TASK BRIEF - Write out everything from the line containing "One point belongs on each instance of the blurred" down to the end of the data, keeping every line, but raise each coordinate by 93.

PROVIDED DATA -

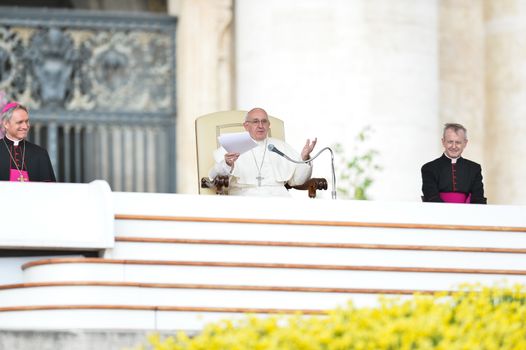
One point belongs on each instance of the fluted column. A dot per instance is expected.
(204, 74)
(506, 101)
(462, 71)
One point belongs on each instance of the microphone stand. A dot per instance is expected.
(333, 192)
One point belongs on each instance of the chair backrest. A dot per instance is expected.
(208, 127)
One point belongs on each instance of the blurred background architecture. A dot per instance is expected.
(126, 80)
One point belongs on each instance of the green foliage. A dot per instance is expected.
(356, 171)
(472, 318)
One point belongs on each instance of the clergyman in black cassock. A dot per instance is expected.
(21, 160)
(452, 178)
(464, 176)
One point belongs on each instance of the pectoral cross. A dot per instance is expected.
(259, 178)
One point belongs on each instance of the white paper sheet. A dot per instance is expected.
(237, 142)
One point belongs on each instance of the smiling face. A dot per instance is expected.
(17, 127)
(257, 124)
(454, 142)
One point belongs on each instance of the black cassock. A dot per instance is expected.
(36, 161)
(464, 176)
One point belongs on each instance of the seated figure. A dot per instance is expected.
(259, 172)
(451, 178)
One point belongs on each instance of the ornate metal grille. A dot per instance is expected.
(101, 90)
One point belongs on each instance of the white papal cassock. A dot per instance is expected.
(259, 172)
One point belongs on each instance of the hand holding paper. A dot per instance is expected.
(238, 142)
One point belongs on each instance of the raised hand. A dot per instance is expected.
(230, 158)
(307, 149)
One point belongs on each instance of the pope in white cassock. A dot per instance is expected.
(259, 172)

RESPONSE TO THIS EXERCISE -
One point belongs on each instance of the blurred background architecture. A dot per instance is expected.
(219, 173)
One point belongs on each instance of the green foliage. A dot per instance is expected.
(449, 264)
(565, 411)
One point belongs on each instance of the clergyman in black cassock. A dot per instance is expected.
(114, 253)
(545, 271)
(557, 269)
One point belongs on each instance of the pectoral cross. A dot per instance is expected.
(352, 271)
One point belongs on each instance of the white paper sheet. A dot per instance is expected.
(330, 235)
One point belongs on each instance of the smiling face. A dot per instance is expected.
(110, 220)
(350, 217)
(547, 235)
One point belongs on each instance of the black cassock. A dot per instance is expected.
(129, 254)
(557, 269)
One point belongs on each instance of the seated figure. A dot per instance is expected.
(352, 265)
(544, 271)
One point belongs on each instance of the ornate metal grille. A dot per instance is expected.
(194, 183)
One point belongs on each instance of the white papal cassock. A dot per instance is expected.
(352, 265)
One point belongs on each instance of the hand holding paper. A dot per instance is expected.
(331, 235)
One point belongs on each instance of the raised hand. A dot per instance is expected.
(323, 251)
(400, 242)
One point belongs on each instance of the pope in white cassock. A dot per instance is expected.
(352, 265)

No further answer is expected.